**Work item**:
Pick up the piece on Korean horror cinema where it stops and write the next part.

[Given passage Boundary: Start]

Lawrence Osborne

How Korean cinema mastered the art of horror

[Alamy]

There is a moment in the Jung brothers’ 2007 ghost film, Epitaph, when a young doctor in wartime Korea realises that the wife he adores does not have a shadow. He is entertaining her with a shadow puppet show in their home when he notices the aberration. ‘Walk to me,’ he says as he waves a naked light bulb in front of her. She had been a visiting medical student in Japan a year earlier and, unbeknownst to him, had died in an accident. It’s a moment that perfectly illustrates the psychological subtlety and brilliant scene-making of Korean film.

Epitaph is about a group of young doctors working in a hospital under the Japanese occupation. Linking different stories and the appearance of gwisin — wandering and vengeful ghosts — the gorgeous imagery and narrative complexity marked a turning point in the outside world’s perception of K-Horror, a genre which had hitherto produced its fair share of schlock. Pathos and terror combine, driven on by the emotional intensity of the characters’ realisation.

[Given passage Boundary: End]
[Material supplied Boundary: Start]

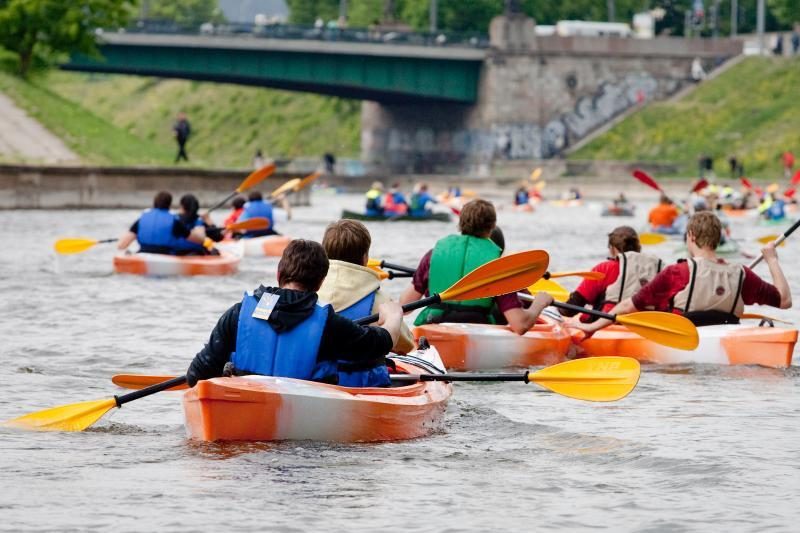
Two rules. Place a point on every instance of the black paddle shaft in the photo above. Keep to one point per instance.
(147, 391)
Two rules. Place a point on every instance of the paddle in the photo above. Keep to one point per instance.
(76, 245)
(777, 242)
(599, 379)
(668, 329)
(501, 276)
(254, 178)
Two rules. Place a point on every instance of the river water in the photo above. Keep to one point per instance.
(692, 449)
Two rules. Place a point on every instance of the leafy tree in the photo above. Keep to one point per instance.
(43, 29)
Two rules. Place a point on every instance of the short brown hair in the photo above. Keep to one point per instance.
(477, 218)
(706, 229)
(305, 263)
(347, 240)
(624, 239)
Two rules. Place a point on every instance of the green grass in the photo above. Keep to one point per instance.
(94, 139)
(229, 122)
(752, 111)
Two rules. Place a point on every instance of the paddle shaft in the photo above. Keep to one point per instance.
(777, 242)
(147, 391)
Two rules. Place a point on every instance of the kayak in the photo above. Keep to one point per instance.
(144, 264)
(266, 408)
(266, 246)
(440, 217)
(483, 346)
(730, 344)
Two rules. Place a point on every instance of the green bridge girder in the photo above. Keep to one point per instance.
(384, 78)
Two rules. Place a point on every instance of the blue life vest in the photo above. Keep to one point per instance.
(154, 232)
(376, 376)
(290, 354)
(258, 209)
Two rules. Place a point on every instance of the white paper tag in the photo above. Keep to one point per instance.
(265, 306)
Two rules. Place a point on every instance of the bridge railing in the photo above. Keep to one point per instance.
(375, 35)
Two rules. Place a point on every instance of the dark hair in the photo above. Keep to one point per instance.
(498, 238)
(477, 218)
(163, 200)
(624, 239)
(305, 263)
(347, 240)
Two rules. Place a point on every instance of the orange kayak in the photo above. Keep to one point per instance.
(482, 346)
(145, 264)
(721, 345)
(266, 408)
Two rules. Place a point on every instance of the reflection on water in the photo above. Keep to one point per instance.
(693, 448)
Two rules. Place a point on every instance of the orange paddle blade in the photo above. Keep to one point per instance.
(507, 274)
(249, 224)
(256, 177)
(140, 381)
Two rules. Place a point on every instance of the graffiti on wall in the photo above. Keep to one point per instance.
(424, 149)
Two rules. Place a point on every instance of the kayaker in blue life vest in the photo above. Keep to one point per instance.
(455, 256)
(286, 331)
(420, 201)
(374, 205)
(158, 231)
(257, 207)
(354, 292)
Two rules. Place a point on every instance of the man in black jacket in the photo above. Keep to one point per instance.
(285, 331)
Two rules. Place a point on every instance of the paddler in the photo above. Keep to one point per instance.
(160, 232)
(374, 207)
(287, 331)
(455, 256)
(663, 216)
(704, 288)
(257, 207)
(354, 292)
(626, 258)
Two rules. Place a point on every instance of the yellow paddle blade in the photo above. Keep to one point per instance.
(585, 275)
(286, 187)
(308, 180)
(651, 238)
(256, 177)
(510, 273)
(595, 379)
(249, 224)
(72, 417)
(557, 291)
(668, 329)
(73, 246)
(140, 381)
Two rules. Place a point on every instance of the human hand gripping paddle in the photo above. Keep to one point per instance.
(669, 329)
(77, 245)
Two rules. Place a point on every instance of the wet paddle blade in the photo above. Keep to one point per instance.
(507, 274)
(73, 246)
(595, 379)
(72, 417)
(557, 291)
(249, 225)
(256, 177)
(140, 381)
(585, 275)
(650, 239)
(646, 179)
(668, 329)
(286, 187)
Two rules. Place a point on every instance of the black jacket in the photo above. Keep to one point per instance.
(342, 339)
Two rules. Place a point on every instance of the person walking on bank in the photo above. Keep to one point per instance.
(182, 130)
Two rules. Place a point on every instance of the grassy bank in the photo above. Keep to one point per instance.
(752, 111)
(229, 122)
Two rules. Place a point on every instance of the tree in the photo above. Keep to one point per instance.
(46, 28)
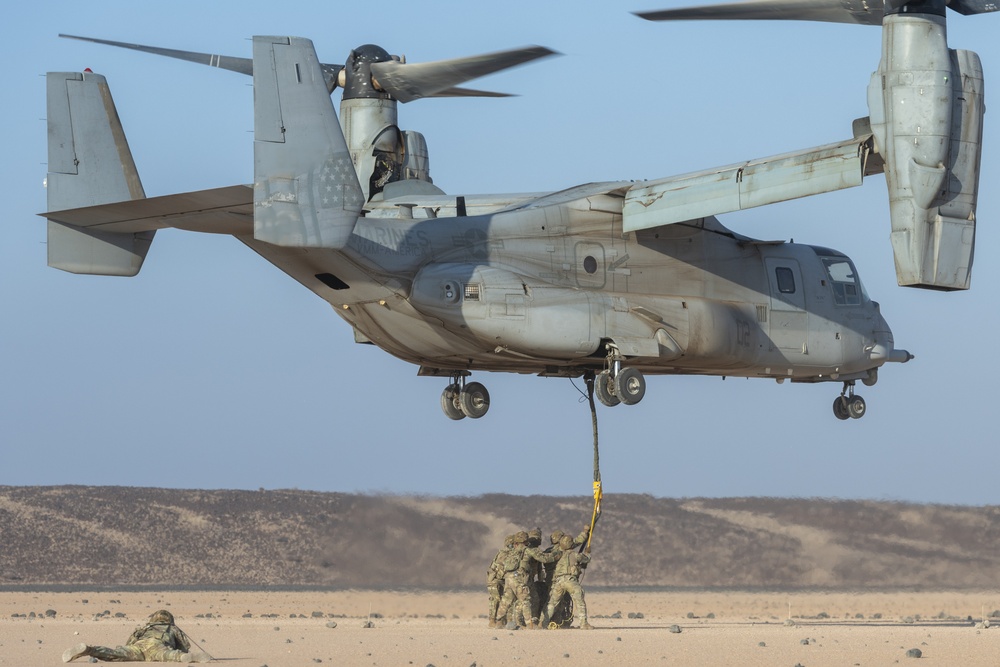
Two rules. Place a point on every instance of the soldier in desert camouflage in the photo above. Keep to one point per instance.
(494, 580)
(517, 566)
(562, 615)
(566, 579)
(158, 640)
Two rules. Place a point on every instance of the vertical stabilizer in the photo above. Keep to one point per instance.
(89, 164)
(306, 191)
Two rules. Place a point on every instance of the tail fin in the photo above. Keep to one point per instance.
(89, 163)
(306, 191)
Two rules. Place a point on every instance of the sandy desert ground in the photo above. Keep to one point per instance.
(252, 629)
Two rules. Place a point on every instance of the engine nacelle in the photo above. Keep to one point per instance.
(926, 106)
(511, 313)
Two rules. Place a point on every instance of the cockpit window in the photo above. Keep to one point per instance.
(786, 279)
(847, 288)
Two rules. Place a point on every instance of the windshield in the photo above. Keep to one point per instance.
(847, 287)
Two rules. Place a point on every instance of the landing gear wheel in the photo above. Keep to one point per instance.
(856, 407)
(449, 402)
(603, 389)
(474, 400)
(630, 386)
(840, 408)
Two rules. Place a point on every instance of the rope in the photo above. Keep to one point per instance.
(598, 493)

[Material supplied Boundary: End]
[Material supplied Boundary: Start]

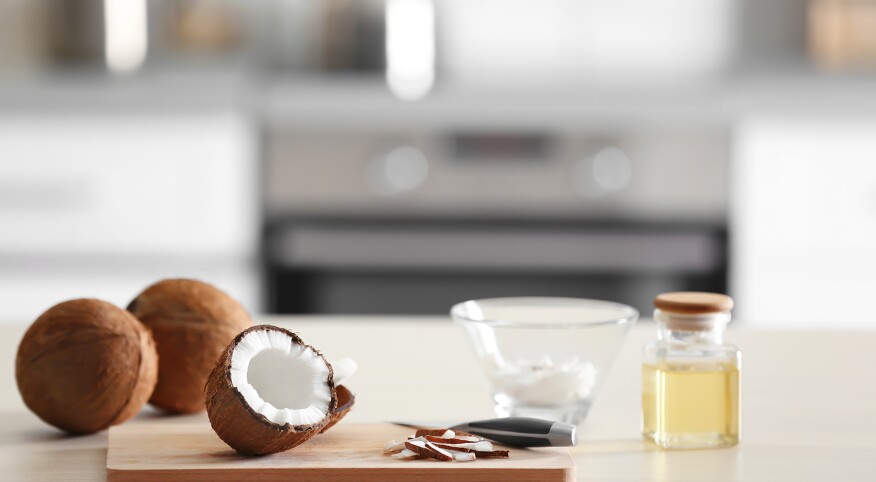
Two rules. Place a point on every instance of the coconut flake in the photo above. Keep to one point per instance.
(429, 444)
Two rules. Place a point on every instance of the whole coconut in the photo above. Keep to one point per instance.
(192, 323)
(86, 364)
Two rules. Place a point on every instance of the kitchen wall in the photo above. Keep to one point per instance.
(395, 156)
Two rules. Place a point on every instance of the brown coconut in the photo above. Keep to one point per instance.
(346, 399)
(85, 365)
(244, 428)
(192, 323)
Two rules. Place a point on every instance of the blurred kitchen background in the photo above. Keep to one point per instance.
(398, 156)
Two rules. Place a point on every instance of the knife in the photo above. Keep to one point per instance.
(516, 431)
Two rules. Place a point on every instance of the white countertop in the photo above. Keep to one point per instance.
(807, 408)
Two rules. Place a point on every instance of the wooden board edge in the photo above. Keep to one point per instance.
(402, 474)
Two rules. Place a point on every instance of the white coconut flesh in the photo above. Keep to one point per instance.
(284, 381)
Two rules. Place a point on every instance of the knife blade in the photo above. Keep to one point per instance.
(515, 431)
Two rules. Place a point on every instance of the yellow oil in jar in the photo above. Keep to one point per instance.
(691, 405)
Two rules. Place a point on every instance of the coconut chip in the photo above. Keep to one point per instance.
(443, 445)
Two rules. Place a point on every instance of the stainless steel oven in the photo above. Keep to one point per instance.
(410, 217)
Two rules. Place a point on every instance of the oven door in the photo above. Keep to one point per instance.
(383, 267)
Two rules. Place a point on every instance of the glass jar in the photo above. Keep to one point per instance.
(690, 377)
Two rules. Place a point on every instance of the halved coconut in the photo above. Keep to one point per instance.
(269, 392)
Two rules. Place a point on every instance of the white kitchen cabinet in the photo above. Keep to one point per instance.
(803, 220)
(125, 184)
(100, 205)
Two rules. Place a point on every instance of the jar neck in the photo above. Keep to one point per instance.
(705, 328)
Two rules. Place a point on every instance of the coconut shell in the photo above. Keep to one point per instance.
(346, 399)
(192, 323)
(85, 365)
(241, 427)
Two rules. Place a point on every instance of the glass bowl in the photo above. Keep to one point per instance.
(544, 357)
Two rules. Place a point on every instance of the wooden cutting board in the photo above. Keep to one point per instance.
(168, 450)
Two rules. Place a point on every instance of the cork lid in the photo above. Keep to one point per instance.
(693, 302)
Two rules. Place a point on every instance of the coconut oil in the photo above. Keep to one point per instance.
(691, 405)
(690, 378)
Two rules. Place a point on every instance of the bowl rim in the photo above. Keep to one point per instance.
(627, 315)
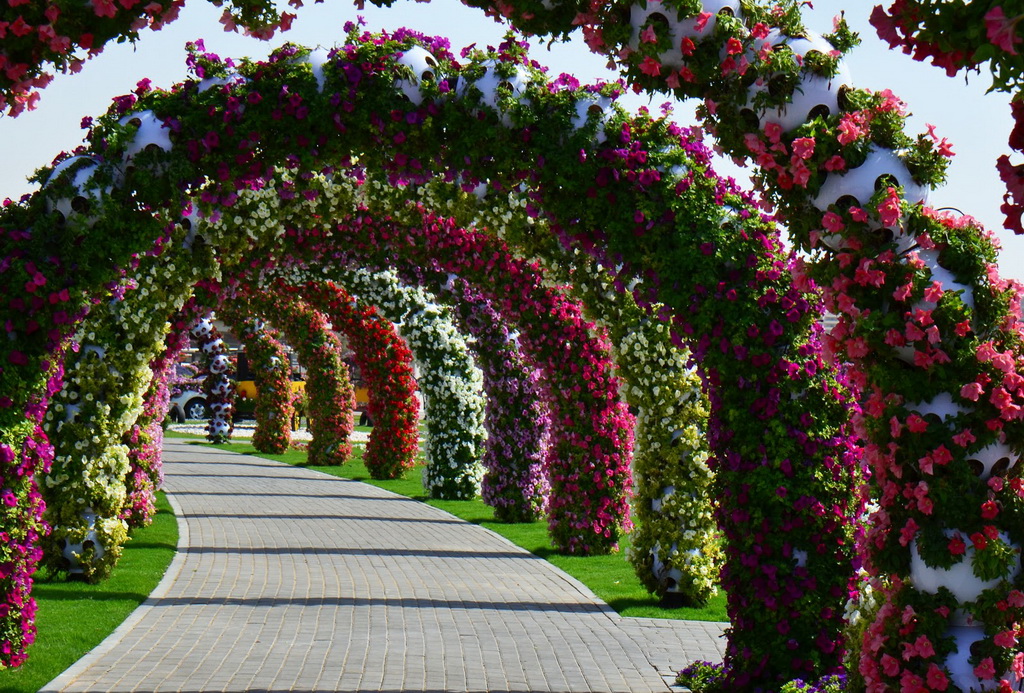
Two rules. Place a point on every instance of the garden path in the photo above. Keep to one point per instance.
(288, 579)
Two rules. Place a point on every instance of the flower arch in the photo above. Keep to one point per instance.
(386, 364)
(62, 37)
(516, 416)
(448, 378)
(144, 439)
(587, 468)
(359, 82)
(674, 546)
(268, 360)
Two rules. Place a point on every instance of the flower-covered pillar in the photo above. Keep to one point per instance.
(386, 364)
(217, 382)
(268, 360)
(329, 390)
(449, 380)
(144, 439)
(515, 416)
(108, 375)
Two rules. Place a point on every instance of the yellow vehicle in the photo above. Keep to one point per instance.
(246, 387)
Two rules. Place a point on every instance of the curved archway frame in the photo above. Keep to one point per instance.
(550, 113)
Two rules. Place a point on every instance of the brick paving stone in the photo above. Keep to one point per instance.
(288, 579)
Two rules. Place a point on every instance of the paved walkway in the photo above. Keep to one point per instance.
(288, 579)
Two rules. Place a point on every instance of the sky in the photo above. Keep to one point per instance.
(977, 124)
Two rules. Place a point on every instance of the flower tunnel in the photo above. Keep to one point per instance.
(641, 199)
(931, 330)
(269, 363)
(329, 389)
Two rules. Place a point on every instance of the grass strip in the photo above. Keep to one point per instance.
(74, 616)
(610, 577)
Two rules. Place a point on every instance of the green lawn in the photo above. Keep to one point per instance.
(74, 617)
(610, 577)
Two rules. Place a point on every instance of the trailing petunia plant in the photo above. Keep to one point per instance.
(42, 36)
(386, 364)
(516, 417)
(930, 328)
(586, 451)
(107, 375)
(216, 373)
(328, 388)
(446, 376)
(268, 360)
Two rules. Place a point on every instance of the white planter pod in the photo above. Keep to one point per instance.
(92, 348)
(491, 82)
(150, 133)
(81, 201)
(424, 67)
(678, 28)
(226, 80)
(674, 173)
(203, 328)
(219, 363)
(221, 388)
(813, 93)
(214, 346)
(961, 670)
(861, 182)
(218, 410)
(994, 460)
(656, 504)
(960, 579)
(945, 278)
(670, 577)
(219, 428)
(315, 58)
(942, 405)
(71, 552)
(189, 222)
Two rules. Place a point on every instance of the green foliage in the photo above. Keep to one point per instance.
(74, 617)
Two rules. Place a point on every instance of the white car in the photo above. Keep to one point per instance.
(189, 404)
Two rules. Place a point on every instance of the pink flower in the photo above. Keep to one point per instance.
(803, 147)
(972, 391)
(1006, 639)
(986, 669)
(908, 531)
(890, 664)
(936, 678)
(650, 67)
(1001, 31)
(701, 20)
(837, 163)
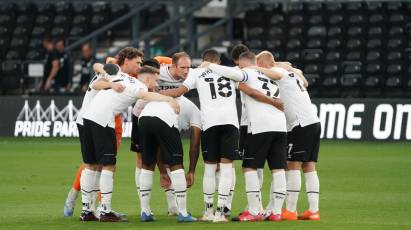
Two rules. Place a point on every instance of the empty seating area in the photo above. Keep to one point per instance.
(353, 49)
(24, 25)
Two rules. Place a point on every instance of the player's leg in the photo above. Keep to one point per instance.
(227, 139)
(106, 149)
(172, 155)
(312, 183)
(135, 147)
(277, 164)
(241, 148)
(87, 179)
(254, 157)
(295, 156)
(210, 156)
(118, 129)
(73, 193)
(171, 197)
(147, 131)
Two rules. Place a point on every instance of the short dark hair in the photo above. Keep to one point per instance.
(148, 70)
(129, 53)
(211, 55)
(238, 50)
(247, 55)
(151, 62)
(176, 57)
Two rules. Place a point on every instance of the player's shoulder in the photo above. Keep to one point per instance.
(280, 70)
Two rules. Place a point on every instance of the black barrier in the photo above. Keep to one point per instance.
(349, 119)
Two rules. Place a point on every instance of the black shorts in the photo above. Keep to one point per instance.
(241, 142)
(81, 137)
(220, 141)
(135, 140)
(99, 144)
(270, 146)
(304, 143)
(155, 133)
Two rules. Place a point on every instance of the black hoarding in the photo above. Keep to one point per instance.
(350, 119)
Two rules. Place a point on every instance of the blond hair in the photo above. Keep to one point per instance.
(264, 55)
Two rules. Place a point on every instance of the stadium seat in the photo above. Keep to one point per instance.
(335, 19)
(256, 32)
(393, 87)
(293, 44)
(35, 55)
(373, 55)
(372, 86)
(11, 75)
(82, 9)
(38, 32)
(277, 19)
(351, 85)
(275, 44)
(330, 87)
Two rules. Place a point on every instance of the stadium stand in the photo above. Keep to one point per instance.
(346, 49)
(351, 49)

[Material supplied Boundary: End]

**Answer for the task**:
We are not in the world of Stephen King or Rob Zombie. We are in a very different one: that of the Japanese director Hideo Nakata’s 1998 Ringu, with its ciphering of the supernatural through the instruments of modern technology. In a cursed videotape, shared among high-school students, the fact that the folkloric past is refracted through our technology only makes it more sinister.

How is it that such a visionary generation is only now beginning to emerge fully on to the world stage?

Asian film culture is far closer to the ancestral lore of the supernatural than its western equivalent. This too has a long history. One need only think of Masaki Kobayashi’s 1964 masterpiece Kwaidan, based on traditional Japanese ghost stories. Asian directors use supernatural archetypes to explore deeper emotional disorders within contemporary culture.